* _Task prompt_
Retype, character for character, the rows that start with the line containing "# test: mark the window, one" and run through the line containing "point(188, 134)", including both of those lines.

* _Listed entries_
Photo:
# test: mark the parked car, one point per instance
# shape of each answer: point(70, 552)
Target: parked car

---

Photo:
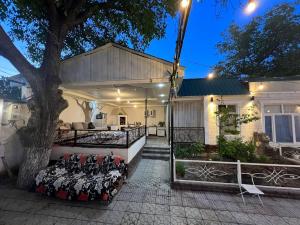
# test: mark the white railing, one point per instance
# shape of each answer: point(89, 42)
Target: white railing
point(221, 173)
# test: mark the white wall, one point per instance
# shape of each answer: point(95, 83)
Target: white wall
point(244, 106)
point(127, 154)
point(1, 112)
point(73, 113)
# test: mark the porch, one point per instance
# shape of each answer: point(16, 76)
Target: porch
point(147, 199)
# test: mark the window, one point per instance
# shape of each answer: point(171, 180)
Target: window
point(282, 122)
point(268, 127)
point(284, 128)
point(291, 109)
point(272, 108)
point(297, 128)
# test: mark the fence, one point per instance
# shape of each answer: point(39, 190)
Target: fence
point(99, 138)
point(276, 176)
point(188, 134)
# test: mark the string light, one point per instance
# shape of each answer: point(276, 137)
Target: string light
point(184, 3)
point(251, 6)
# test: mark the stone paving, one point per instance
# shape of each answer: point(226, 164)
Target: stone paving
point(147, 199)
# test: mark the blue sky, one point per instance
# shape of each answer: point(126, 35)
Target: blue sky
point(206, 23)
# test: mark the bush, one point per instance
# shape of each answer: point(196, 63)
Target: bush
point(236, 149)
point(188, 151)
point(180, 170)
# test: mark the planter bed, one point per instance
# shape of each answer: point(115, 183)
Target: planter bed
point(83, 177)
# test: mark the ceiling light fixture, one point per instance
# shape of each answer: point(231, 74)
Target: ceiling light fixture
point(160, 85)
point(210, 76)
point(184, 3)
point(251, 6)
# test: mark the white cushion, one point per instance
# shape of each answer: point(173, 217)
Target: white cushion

==

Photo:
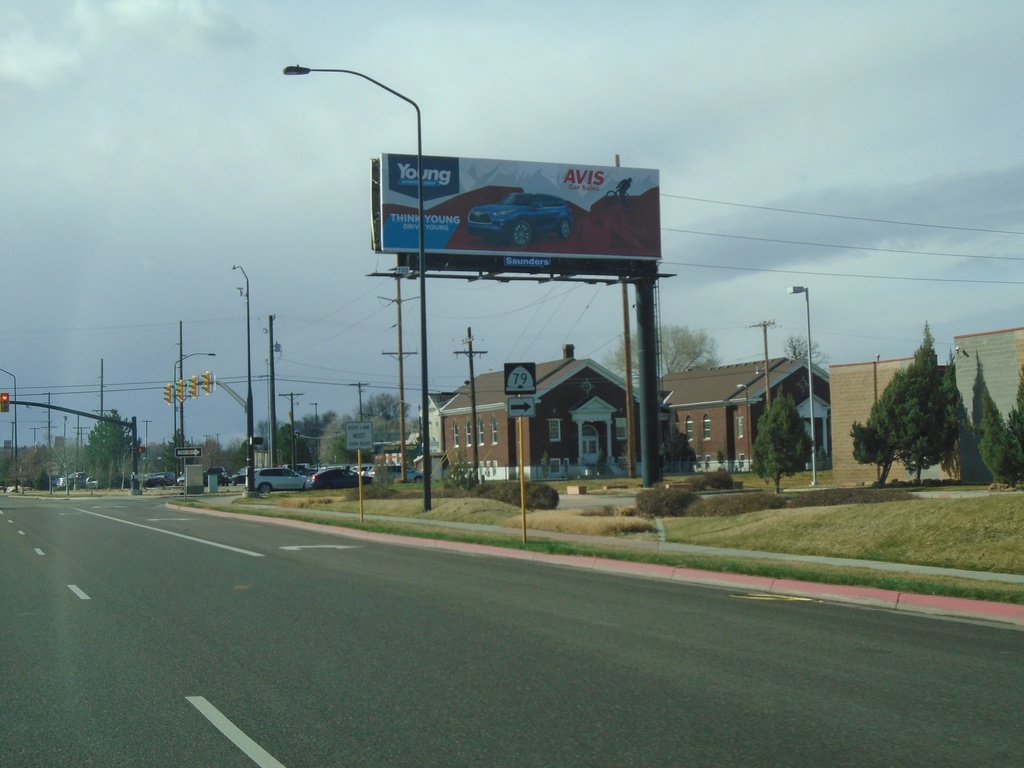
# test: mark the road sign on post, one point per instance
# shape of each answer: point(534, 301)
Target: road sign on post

* _Complete answer_
# test: mark the window, one point per instance
# shape of each answer: point(171, 180)
Target: window
point(282, 122)
point(268, 127)
point(284, 128)
point(291, 109)
point(272, 108)
point(297, 128)
# test: mark the fence, one point per instance
# shape of each answer: point(39, 190)
Target: fence
point(99, 138)
point(276, 176)
point(188, 134)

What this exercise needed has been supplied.